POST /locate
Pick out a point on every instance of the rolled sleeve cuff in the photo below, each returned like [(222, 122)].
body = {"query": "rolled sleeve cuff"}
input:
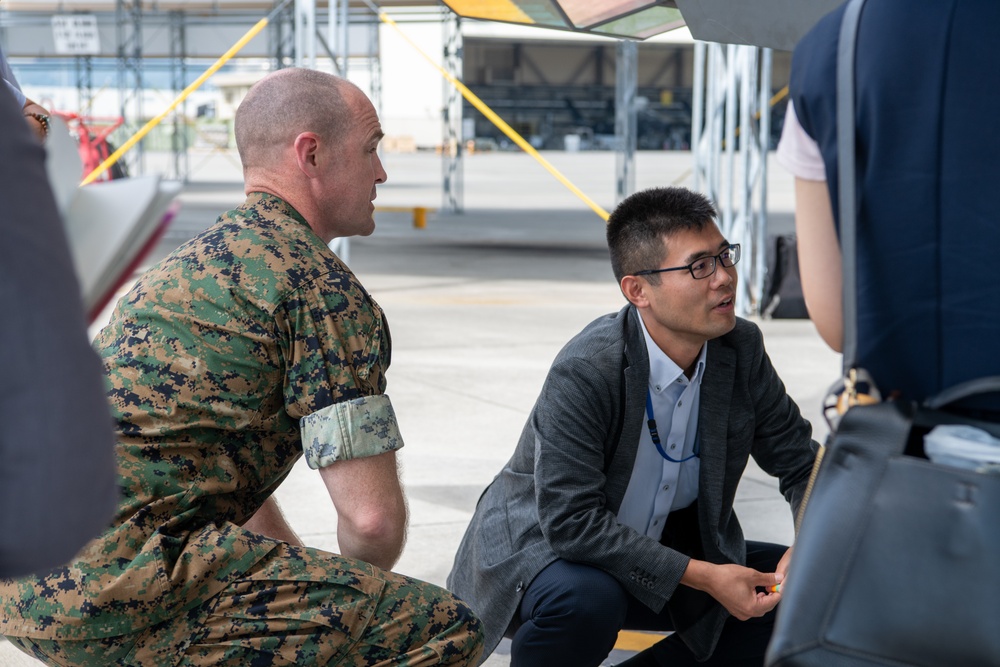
[(350, 430)]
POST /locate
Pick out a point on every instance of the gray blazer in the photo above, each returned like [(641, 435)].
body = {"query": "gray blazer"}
[(559, 494)]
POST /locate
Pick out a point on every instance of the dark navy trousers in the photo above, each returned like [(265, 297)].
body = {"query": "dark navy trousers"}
[(571, 614)]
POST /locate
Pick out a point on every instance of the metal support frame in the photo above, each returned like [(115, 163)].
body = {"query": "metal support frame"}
[(282, 37), (178, 78), (730, 131), (305, 33), (128, 16), (375, 66), (626, 87), (84, 66), (452, 181)]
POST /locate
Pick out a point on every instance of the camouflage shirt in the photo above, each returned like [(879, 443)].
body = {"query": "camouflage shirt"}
[(245, 346)]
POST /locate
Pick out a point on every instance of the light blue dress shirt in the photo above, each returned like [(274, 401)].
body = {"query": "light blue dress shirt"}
[(10, 81), (658, 486)]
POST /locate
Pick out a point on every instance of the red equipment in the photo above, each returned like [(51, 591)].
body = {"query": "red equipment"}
[(91, 133)]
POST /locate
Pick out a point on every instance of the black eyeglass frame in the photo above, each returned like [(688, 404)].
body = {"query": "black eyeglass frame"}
[(716, 260)]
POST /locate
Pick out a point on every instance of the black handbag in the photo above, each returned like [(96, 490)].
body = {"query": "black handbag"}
[(897, 559)]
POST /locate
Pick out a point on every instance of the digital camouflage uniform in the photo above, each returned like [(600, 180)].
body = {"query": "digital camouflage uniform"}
[(246, 347)]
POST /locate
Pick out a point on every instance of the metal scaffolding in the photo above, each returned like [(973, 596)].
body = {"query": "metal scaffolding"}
[(128, 19), (178, 81), (626, 130), (452, 178), (729, 137)]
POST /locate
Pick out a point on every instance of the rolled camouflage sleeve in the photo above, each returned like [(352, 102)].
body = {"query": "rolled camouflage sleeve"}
[(348, 430)]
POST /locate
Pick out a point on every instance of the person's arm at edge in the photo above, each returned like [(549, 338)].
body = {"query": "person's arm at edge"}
[(37, 127), (56, 435), (819, 260), (734, 587), (371, 510)]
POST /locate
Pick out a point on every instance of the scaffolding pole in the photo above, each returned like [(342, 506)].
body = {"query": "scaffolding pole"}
[(729, 138), (128, 18), (626, 132), (453, 186), (178, 75)]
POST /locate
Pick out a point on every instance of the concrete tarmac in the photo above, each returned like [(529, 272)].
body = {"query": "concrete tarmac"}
[(478, 305)]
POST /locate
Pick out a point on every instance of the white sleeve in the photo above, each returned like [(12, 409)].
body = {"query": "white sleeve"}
[(797, 152)]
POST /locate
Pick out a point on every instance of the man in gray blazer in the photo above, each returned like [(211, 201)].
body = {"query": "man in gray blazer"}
[(616, 509)]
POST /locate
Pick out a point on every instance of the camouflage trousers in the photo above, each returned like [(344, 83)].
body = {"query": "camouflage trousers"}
[(298, 606)]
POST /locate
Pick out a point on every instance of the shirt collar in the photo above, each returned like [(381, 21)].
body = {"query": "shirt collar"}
[(663, 371)]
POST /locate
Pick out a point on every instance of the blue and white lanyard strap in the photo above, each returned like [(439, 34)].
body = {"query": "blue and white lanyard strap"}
[(651, 425)]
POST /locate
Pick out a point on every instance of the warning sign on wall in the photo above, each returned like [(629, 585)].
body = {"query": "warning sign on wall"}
[(76, 34)]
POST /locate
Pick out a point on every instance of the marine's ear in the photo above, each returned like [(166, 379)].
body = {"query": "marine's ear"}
[(306, 153), (634, 289)]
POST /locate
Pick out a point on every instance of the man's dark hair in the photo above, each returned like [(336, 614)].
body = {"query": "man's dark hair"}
[(638, 226)]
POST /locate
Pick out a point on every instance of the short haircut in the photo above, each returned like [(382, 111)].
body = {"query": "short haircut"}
[(283, 105), (638, 226)]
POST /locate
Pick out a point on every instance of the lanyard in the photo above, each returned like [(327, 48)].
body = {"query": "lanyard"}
[(651, 425)]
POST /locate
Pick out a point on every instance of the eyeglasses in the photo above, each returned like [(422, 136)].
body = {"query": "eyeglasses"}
[(703, 267)]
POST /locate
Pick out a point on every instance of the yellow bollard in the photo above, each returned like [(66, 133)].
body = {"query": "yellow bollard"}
[(419, 217)]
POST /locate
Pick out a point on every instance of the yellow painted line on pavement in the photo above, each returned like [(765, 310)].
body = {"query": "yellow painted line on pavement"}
[(633, 640)]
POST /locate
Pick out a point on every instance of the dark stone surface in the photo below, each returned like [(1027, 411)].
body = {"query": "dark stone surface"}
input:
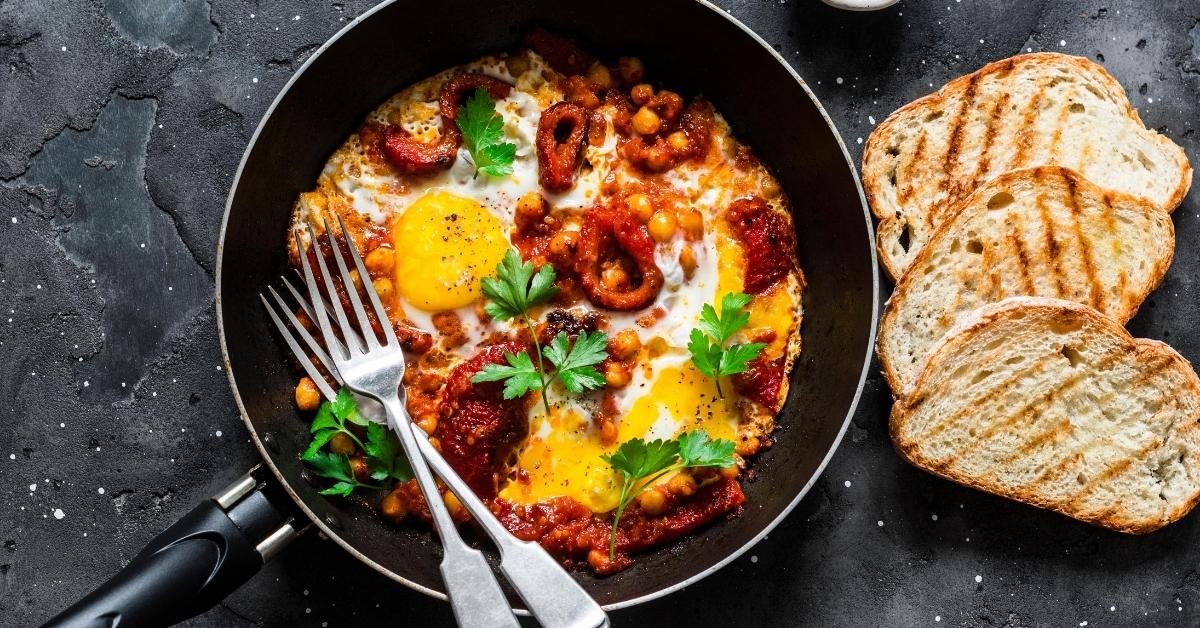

## Task statement:
Pictures are to be excluded; all other material must be transcribed exactly.

## Reply:
POST /locate
Pick out a point on every instance of the rolled sleeve cuff in the photo below, each returned like [(222, 122)].
body = {"query": "rolled sleeve cuff"}
input:
[(350, 430)]
POST /locate
Pick out a point on every instance of the gray blazer in the photo above, each returned like [(641, 435)].
body = {"query": "gray blazer"}
[(559, 494)]
POST /locate
Pick out a point on every instance of the dark navy trousers in the photo above, each returned like [(265, 297)].
body = {"query": "dark navy trousers"}
[(571, 614)]
POST /locate
Pick out a point on every instance of the metal support frame in the photo above, each returned like [(115, 163)].
body = {"query": "metal support frame"}
[(282, 37), (178, 78), (730, 131), (305, 33), (128, 16), (375, 66), (626, 87), (84, 66), (452, 181)]
POST /locate
Pick out a point on every instance of the camouflage shirt in the photo above, each returned like [(879, 443)].
body = {"query": "camouflage shirt"}
[(245, 346)]
POST /locate
Pick out a point on every instance of the light blue dress shirt in the photo above, each returned like [(274, 401)].
body = {"query": "light blue dress shirt"}
[(10, 81), (658, 486)]
POST /locate
Pick out a point on every instance of the red equipment in the photo above, each returned like [(51, 591)].
body = {"query": "red equipment"}
[(91, 133)]
POST /locate
Pick out a point on every instance of the black eyeglass frame in the photo above, each returned like [(688, 404)].
body = {"query": "black eyeglass frame"}
[(716, 260)]
POST /locate
Pick out a point on every instance of the black handbag in the photo above, each returned like [(96, 490)].
body = {"query": "black handbag"}
[(897, 559)]
POST /locate
Pick out a point on every instance of the digital camouflage uniform in the photo above, each returned like [(600, 180)].
body = {"query": "digital camouflage uniform"}
[(246, 347)]
POST /locate
Pick out a point on every instance of the metal scaffolding in the photo above, each returned like [(973, 596)].
body = {"query": "metal scaffolding"}
[(128, 19), (178, 81), (626, 130), (452, 178), (729, 137)]
POST /locate
Pick out a point on every instance of the rolled camouflage sleeve in the photo above, each returned like [(352, 102)].
body = {"query": "rolled camouflage sleeve"}
[(348, 430)]
POST /locate
Pick out a point on every instance of the person's arm at edge in the photo above, each returned like [(549, 338)].
body = {"query": "person's arm at edge"}
[(37, 127), (56, 435), (819, 260), (734, 587), (371, 510)]
POST /locate
Pick out a point on every instance of the scaffolding pole in the photo above, each returned like [(342, 506)].
body = {"query": "scaffolding pole"}
[(729, 138), (128, 18), (626, 132), (453, 186), (178, 75)]
POST /locate
Pick out a point on every instance of the concrete tarmac in the photo above, each returned like [(529, 272)].
body = {"query": "concrete tarmac"}
[(478, 305)]
POST /locate
Pick out a point on every instance of the white sleeve in the photo above, each returned like [(12, 409)].
body = {"query": "white sleeve"}
[(797, 152)]
POST /locate
Pick out a point on every instance of the man in gray blazer in the photo above, each returned like [(211, 201)].
body = {"query": "man in gray blazer"}
[(616, 509)]
POST /locate
Pick out a point on every instance of the camouflage trousers in the photo above, each returned like [(344, 83)].
body = {"query": "camouflage trousers"}
[(298, 606)]
POST /locate
Pick out a point on every instance of the shirt collar in the photo above, each returned like [(381, 21)].
body = {"query": "shirt collar"}
[(663, 371)]
POST /locate
Pick out a point on every instance of the blue and white lanyard strap in the photo above, each returned like [(439, 34)].
body = {"query": "blue and white lanyard strap"}
[(651, 425)]
POST /locate
Pick out a point on every instance of the warning sign on wall in the photo above, each returned like [(629, 585)].
body = {"query": "warning sign on wall"}
[(76, 34)]
POST /locate
Pick out a point on every instance of the marine's ear in the photo above, each returned like [(166, 379)].
body = {"query": "marine's ear"}
[(306, 153), (634, 289)]
POST /locate
Pick out a point on every instance of the man's dark hair in the photo above, each returned like [(336, 614)].
body = {"query": "man's dark hair"}
[(638, 226)]
POST /locate
Pick out a point on every instance of the short haircut in the photo above, each returned like [(382, 111)].
body = {"query": "short haircut"}
[(283, 105), (638, 226)]
POST /locate
Pick out a point on every instance of the lanyard in the photo above, each returned like [(327, 48)].
body = {"query": "lanyard"}
[(651, 425)]
POST /locate
Pick out a point on every instance of the eyeglasses in the photo above, each returned like [(422, 136)].
body = {"query": "eyeglasses"}
[(703, 267)]
POST /locate
Pick out a point on every instance of the yellow bollard in the photo above, each returned like [(66, 133)].
body = {"query": "yellow bollard"}
[(419, 217)]
POST /locate
Pick out a point on every instance of the yellow painted line on pavement in the photo above, each returned like [(765, 310)].
body = {"query": "yellow painted line on pavement"}
[(633, 640)]
POST /locate
Pick out a point on every instance of the dark stone surface in the photo below, each returned like [(1027, 411)].
body = {"query": "dark stone surface"}
input:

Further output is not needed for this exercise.